### Exercise
Duplicate every line of the records below verbatim, omitting the pictures from your answer.

┌─ Provided information

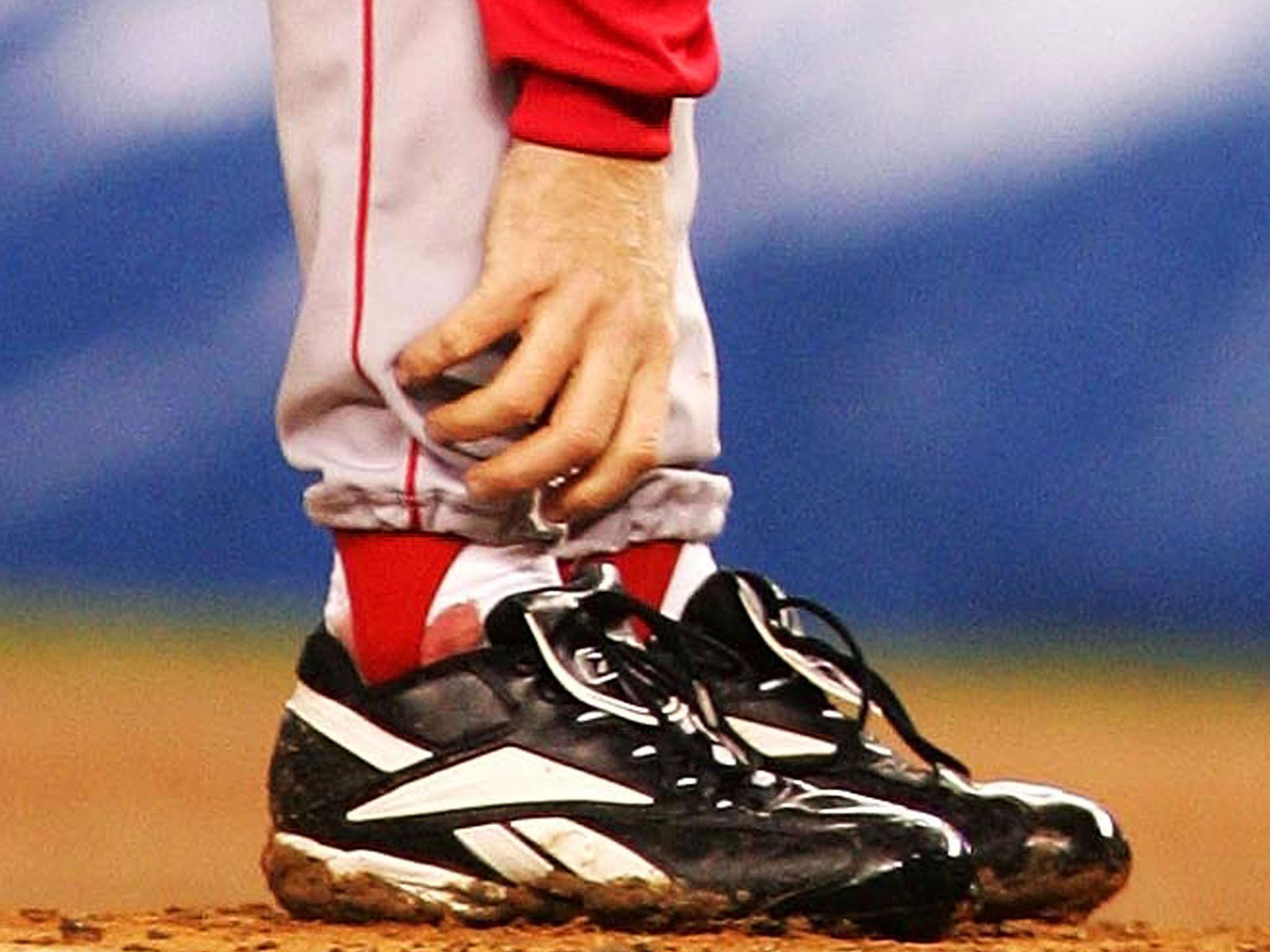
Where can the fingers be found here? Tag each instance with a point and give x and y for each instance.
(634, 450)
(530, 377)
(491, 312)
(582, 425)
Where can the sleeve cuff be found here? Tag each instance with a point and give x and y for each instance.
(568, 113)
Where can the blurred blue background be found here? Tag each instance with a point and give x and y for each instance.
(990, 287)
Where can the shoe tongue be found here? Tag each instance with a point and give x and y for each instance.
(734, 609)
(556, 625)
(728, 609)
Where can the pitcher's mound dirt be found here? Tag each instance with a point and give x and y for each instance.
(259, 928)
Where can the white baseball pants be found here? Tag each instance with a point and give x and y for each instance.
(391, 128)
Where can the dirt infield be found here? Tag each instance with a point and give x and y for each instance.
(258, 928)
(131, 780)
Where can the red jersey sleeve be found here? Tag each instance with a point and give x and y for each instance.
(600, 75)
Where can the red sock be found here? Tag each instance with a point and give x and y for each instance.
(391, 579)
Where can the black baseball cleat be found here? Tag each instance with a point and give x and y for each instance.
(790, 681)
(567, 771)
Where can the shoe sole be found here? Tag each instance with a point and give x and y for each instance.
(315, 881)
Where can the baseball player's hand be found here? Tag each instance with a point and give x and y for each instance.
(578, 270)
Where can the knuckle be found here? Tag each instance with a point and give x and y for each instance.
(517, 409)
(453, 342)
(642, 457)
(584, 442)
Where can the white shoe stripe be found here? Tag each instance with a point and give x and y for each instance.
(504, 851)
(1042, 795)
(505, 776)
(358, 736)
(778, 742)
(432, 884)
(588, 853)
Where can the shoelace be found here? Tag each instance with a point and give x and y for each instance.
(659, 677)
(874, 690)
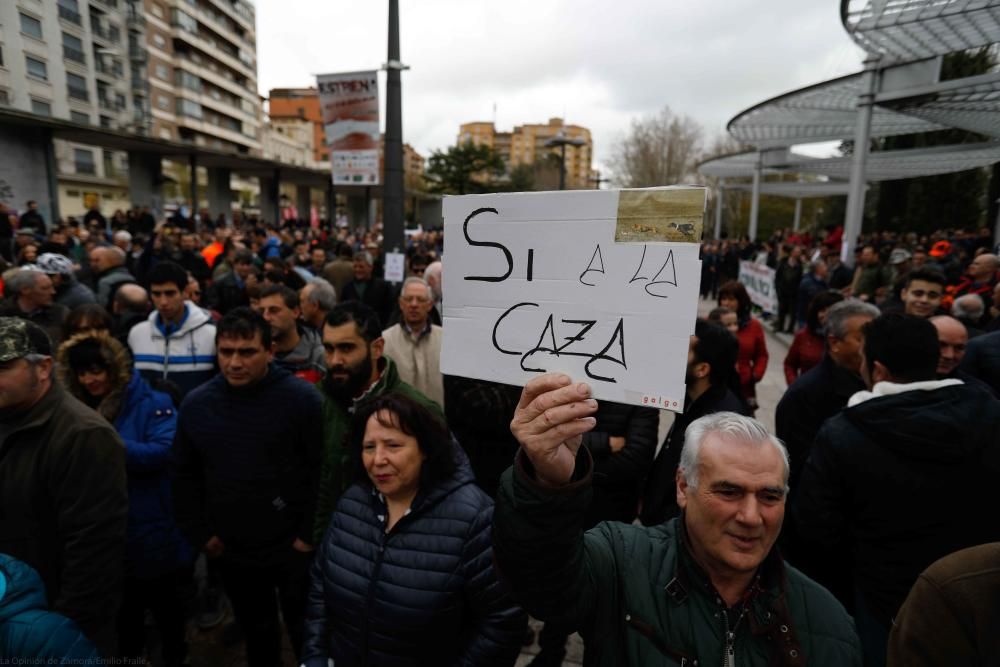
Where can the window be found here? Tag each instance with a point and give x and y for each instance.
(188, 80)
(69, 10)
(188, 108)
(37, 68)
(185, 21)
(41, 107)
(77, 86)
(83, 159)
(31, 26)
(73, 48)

└─

### Exercise result
Where can the fingers be found here? Tag each instance with a point and give x and y for each instance.
(634, 450)
(530, 377)
(491, 312)
(582, 425)
Where can the sleeve cuff be found here? Tag each instance with a point and give x and y for each instance.
(568, 113)
Where can the blurred blue background be found here? Tag each instance with a point and give x and y for each instance.
(990, 287)
Where can the shoe tongue be found here? Tag each instance with a point and give x and y for each instance.
(734, 609)
(556, 625)
(728, 609)
Where can the pitcher's mound dirt be found here? Tag each instance with a point and give x and y for each instance.
(259, 928)
Where can the white baseball pants be found here? Tag each instance with a point and give x and y for each instance.
(391, 128)
Where can the dirt infield be found here? Tag each instance with a point and give x and y for each instance.
(258, 928)
(131, 780)
Where can the red jersey sleeve be found here? Tag each instance with a point and give x and y for each instance.
(600, 75)
Where can the red sock be found here? Tag each instance with a point and give x and y for each instance.
(391, 579)
Where can the black baseball cleat be found here? Tag each instance with a point and give x and y for each instance.
(790, 681)
(567, 771)
Where can the shoe sole be found here? Tag each instance with a point and give x and y for each instance.
(315, 881)
Where can the baseball player's hand be found here? Tag each instance with a point and give x and y for each instance.
(578, 270)
Where can the knuckle be found here? Tag each instance with a point and give x and y for each instance.
(517, 409)
(453, 342)
(642, 457)
(584, 442)
Where can the white shoe stripe be found here? Tag each instance with a point and give x and y for each instance.
(504, 851)
(1042, 795)
(505, 776)
(358, 736)
(778, 742)
(432, 884)
(588, 853)
Where can the shoelace be found here? Tag each instance with a point and give x and y for each instance.
(659, 677)
(874, 690)
Where can the window be found here? Tag each instance with a point and give x and y for each instance.
(188, 80)
(69, 10)
(188, 108)
(37, 68)
(185, 21)
(41, 107)
(77, 86)
(83, 159)
(31, 26)
(73, 48)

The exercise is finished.